**Task requirements**. Beginning with the line where "Practice step: find the fruit" appears, restate the lines word for word through the last one in the listing.

----- Available records

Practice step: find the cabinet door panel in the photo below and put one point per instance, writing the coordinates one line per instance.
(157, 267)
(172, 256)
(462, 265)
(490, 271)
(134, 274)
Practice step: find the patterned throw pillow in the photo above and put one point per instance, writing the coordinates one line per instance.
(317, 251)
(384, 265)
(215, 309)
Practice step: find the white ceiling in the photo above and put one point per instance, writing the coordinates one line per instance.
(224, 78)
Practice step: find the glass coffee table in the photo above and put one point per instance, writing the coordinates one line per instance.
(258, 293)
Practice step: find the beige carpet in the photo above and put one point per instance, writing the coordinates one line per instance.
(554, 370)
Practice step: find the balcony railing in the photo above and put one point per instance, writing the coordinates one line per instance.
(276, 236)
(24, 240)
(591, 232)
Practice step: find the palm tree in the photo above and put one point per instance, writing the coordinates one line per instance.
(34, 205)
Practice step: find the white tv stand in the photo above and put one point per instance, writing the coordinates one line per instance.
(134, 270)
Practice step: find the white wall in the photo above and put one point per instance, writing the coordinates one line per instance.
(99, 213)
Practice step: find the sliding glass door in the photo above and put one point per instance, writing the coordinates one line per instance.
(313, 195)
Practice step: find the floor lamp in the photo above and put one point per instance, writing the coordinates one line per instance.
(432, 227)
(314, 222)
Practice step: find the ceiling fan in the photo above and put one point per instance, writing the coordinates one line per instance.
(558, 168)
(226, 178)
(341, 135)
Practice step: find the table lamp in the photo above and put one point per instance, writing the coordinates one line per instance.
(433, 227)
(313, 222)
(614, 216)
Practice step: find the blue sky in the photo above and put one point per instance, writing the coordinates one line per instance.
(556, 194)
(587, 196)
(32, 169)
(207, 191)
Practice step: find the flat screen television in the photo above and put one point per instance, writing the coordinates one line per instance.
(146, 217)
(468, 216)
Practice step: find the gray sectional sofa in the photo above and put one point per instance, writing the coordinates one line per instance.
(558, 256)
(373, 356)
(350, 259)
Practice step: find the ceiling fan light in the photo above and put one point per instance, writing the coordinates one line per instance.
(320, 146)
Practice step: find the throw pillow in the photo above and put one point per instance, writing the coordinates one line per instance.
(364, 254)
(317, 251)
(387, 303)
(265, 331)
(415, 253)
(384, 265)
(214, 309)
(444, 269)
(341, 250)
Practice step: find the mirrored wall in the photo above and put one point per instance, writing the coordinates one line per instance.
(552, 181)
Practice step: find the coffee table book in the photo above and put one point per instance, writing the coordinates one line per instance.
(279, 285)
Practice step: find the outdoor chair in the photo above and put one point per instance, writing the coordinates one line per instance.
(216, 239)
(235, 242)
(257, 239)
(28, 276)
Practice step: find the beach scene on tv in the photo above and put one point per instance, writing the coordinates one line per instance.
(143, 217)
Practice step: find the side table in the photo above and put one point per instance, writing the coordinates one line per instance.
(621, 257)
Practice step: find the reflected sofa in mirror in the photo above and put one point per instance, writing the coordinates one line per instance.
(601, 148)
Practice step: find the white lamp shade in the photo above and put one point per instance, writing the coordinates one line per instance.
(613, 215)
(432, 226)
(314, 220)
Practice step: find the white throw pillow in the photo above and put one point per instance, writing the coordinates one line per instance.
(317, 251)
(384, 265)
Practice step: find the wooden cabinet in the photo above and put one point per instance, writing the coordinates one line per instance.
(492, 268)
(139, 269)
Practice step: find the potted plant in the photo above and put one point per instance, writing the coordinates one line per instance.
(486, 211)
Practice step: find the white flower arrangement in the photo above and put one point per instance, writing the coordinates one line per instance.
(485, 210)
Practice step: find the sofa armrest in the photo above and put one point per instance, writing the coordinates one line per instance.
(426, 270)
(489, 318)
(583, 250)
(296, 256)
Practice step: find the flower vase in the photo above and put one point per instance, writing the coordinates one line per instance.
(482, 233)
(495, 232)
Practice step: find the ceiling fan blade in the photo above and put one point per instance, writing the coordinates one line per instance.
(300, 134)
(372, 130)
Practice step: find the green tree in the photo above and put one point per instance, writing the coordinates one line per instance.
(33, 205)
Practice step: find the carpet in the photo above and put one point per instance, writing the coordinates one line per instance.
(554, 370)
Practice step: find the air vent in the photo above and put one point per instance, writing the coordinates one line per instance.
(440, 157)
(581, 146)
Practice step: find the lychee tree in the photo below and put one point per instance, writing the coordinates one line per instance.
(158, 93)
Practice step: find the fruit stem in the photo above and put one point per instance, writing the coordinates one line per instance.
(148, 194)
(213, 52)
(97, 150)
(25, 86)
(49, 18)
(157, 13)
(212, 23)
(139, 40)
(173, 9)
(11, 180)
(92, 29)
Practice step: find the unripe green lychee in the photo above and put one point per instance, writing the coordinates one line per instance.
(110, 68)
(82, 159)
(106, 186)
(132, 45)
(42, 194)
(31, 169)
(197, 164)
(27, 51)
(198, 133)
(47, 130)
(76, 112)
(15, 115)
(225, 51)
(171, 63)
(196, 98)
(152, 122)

----------

**The solution**.
Practice step: find the fruit stem in the photo above and put one point per instance, writing the coordinates one line per instance.
(148, 194)
(213, 52)
(97, 150)
(25, 86)
(49, 18)
(157, 13)
(212, 23)
(139, 40)
(173, 9)
(11, 180)
(92, 29)
Practice step: find the unripe green lychee in the photo above and put one point per instance, writing the coordinates one line per instance.
(110, 68)
(82, 159)
(106, 186)
(132, 45)
(42, 194)
(31, 169)
(197, 164)
(27, 51)
(198, 133)
(47, 130)
(76, 112)
(15, 115)
(225, 51)
(171, 63)
(196, 98)
(152, 122)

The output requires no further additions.